— SET PROBLEM A —
Pull out everything in the listing, unchanged, from its first line down to the line containing "445 333 L 443", with both of those lines included.

— TEXT EXTRACT —
--
Mad an Idea as Demonetisation: Raju Shetti

There is an inherent seductive charm to the term zero budget natural farming, for it makes the arduous occupation of agriculture appear beguilingly simple, an economic proposition without any risk or even requirement of capital. Coined by the Vidarbha-based farmer, Subhash Palekar, who was bestowed with the Padma Shri in 2016, zero budget natural farming has acquired the same magical resonance as Skill India did in 2015. The credit for turning zero budget farming into India’s latest mantra for economic uplift goes to Union Finance Minister Nirmala Sitharaman, who touted it as a panacea for resolving India’s agrarian distress and doubling the income of farmers in her budget speech on July 5.

What is zero budget natural farming? Is it any different from organic farming, or traditional farming practises pursued in India decades ago? No, says former MP Raju Shetti, who is Maharashtra’s foremost farmer leader and president of Swabhimani Shetkari Sanghtana. In this interview, Shetti explains why zero budget farming, if implemented on a large-scale, will prove disastrous for India and imperil food security.

Ajaz: What do you think of zero budget natural farming, which has created quite a buzz because of Union Finance Minister Nirmala Sitharaman’s focus on it?

Raju: To begin with, my objection is to the term, zero budget farming. Farmers labour on their farm, as do agricultural workers. Doesn’t their labour have a price? Farmers need water, for which they require electricity. Shouldn’t all these be accounted for? No type of farming in India can be called zero budget.

But zero budget natural farming has been defined as engaging in agriculture without taking credit, not using chemical fertiliser, minimising dependence on water, and employing traditional practises.

Zero budget farming is not different from organic farming. I am myself a farmer. I have carried out these agricultural practises in my farm at Kolhapur. Yes, it is possible to do farming with less water and lower input cost than what modern methods of agriculture demand. But you can’t call it zero budget farming, which has very little substance to it. Subhas Palekar, the person who coined the term zero budget, belongs to Vidarbha, which has witnessed the highest number of suicides by farmers in Maharashtra.

Do you have any other objection to zero budget natural farming other than its nomenclature?

My objection is that if you don’t use hybrid seeds, urea, pesticide, and machinery like tractors, agriculture productivity is bound to decrease. There are many who are engaged in organic farming. For organic farming to be economically viable, its produce has to be sold at a higher price than that produced through modern methods of agriculture. The yield from organic farming is just too low.

I suppose the problem is that not everyone is willing to pay a higher price for something available at cheaper rates.

The produce of organic farming is healthier and even tastier than that of modern agriculture. However, in our country, there is a huge mass of people who struggle to overcome their hunger. Their vulnerability has them procure food at as cheap a rate as possible. They don’t eat to keep healthy. They don’t eat to savour the food. They eat to survive. I think they comprise 40% to 45% of India’s population. It is for this section of the population that the government controls food prices or regulates exports and imports of food products. Why, even the middle class does not mind paying a high price for petrol, but it does want rice and wheat to be priced low?
--
— ROWS —

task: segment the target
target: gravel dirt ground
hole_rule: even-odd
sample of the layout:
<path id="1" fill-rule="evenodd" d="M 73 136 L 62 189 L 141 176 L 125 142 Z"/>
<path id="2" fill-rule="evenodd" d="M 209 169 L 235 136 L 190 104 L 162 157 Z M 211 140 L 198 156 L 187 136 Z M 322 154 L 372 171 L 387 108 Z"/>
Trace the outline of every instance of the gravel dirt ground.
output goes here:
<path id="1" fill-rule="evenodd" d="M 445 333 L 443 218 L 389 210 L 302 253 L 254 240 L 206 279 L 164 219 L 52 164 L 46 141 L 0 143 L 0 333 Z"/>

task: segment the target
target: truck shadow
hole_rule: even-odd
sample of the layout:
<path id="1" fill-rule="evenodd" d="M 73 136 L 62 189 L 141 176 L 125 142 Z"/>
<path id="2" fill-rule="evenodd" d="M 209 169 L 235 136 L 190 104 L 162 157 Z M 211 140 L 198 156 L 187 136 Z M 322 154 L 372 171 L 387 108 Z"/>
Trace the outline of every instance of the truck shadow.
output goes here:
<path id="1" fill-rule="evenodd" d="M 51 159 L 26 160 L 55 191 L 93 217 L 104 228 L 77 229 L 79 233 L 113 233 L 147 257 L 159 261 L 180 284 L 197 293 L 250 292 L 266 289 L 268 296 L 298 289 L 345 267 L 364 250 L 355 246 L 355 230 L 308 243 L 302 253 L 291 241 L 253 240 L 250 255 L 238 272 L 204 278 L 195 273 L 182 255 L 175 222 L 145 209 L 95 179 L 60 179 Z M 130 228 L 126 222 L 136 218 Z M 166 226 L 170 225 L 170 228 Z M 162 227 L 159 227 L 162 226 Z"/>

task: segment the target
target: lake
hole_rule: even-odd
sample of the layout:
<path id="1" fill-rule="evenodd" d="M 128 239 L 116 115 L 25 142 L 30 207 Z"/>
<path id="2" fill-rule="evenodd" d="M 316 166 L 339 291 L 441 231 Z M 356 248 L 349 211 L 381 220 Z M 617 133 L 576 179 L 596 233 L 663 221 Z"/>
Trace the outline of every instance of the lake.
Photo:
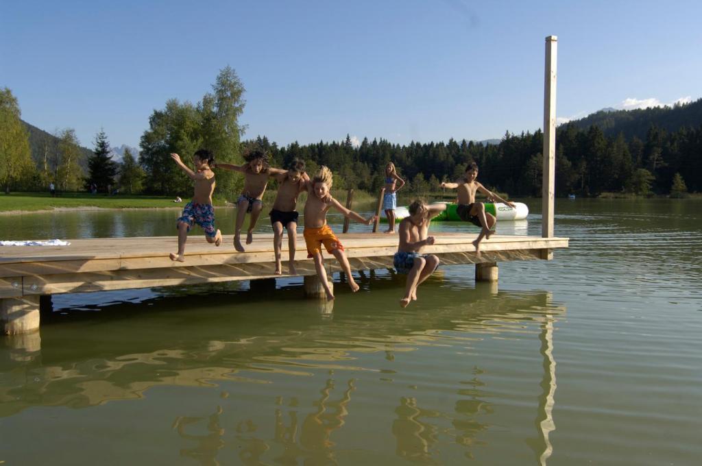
--
— SET PROBLEM B —
Write the next part of the interview on zero budget natural farming, picking up right after its final line.

— WRITTEN REPLY A —
task: segment the target
target: gravel dirt ground
hole_rule: even-odd
sample of the layout:
<path id="1" fill-rule="evenodd" d="M 73 136 L 62 189 L 141 176 L 125 142 Z"/>
<path id="2" fill-rule="evenodd" d="M 209 169 L 235 136 L 190 104 L 162 157 Z M 211 140 L 198 156 L 187 136 Z M 322 154 L 372 171 L 387 108 Z"/>
Trace the outline of every instance of the gravel dirt ground.
output goes here:
<path id="1" fill-rule="evenodd" d="M 445 333 L 443 218 L 389 210 L 302 253 L 254 240 L 206 279 L 164 219 L 52 164 L 46 141 L 0 143 L 0 333 Z"/>

— WRITTEN REPLY B —
If the country’s mindset is to buy food at as cheap a price as possible, then, tell me, what benefits can accrue from organic or zero budget farming?

Can’t India’s traditional method of farming before the advent of the Green Revolution be classified as organic farming? Isn’t this why the idea of zero budget farming has been sold as “back to basics”?

Until the Green Revolution, people didn’t really use pesticides or fertilisers. That was indeed organic farming. But it is also true that India’s agricultural yield and productivity was very low then. Our population was around 50 crores. Yet, we imported rice, wheat, pulses, etc to tide over food scarcity. It was to achieve self-reliance in food grain production that we opted for the Green Revolution.

Our population today is around 136 crores. Where will you get food grains for them through zero budget farming? This is sheer madness. Zero budget farming is as mad an idea as demonetisation. It will, if implemented, ruin the country as demonetisation did.

Palekar has claimed that none of the farmers who adopted zero budget farming has committed suicide.

[Laughs heartily] You should come to Maharashtra for seven-eight days and I will take you to Amravati. I often go there. You can yourself see Amravati’s reality. I can also show you the economic condition of farmers who engage in organic farming.

What is the politics underlying the idea of zero budget farming?

Palekar’s idea is a reflection of the worldview of the Rashtriya Swayamsevak Sangh (RSS), which believes rishis and munis had great insights into everything. The RSS wants to return to the kind of farming that was done centuries ago. It believes farmers should labour just the way animals did in the past.

Also read: Maharashtra Farmers on Road Once Again

But this government also promotes technology. For instance, it has formulated the concept of smart cities.

They want the people in rural India to remain as they are. There are two countries – India [urban] and Bharat [rural]. The people of India are in dire need of slaves, the cost of hiring whom has risen. They want India to hire slaves from Bharat at a cheap rate. They want as many people in villages to remain uneducated as possible. They don’t want them to develop so that Bharat will produce slaves in even higher numbers.

Can zero budget farming help double the income of farmers, as is being claimed?

[Laughs] How can it double the income? Rainfall has become deficient and erratic because of global warming. Zero budget farming will want farmers to remain dependent on rains. This was the case in the past as well. But farmers can no longer just depend on rains. They need a bore well to irrigate their land if it doesn’t rain. Palekar speaks of mulching, but…

What is mulching?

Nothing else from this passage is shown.